* Selected excerpt *
#####

John Ulmer of Waldoborough moved here in 1795 and began manufacturing lime, in which business he was the pioneer. The growth of the place was slow and in 1795 the dwelling of John Lindsay was the only house where the city now stands. The territory was included in Thomaston and after that town was incorporated, the settlement on Lermond's Cove was known as Shore Village. On the establishment of a post office here about 1820, it took the name of East Thomaston; and on the division of the parent town in 1848, it was incorporated under that name. This was changed to Rockland in 1850, and in 1853 the town obtained a city charter.
Fishing, shipbuilding and limestone quarrying have been the chief industries in the past. Mention has already been made of Cap- tain John Ulmer, a native of Germany, who came from Waldobor- ough. He had previously bought a large tract of land, and his sons, John, Jr., and George, had been engaged in lime burning for about seven years when the father moved his family to the town. George was also a small trader at Lermond's Cove. The father continued lime burning and the work done by the sons was probably the first burning of lime in the present city of Rockland. The Ulmer kilns were the first to be opened. John Ulmer also loaded lumber on vessels which he owned, and sometimes navigated and built others at his own shore, perhaps the first ever launched in Rockland.

#####

* Dataset extract *

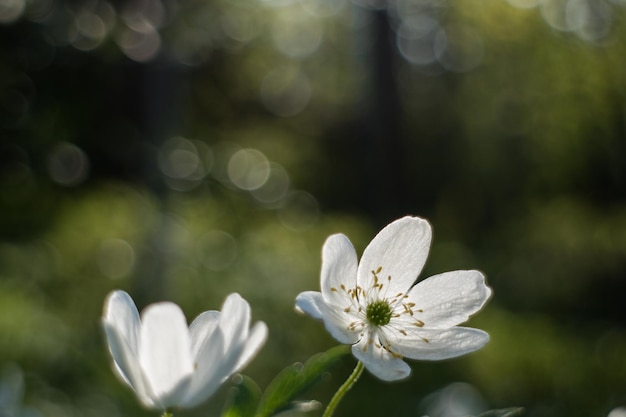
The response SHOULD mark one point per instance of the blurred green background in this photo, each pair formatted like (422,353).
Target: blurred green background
(186,149)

#####

* To be done *
(1) Answer these from the passage on Rockland's early history:
(a) In what year was the name changed to Rockland?
(b) Besides lime burning, what did George Ulmer do at Lermond's Cove?
(c) What country was Captain John Ulmer a native of?
(2) Continue the passage on Rockland's early history from the point where it stops.

* Task-by-task results *
(1)
(a) 1850
(b) He was a small trader.
(c) Germany

(2)
Many of the Ulmers' children settled here. The sons located themselves in different places at the shore, the quarries and the meadows. They continued to build mills, burn lime, build vessels, and helped much in the growth and development of Rockland.
Jonathan Spear, Jr., built the first two-story frame house in the present city of Rockland; John Ulmer, Sr., erected the second, and at the time was also building a small sloop. Here at the North Parish, the Reverend John Lord, Dartmouth, 1799, had supplied the pulpit, and a church was organized with him as pastor.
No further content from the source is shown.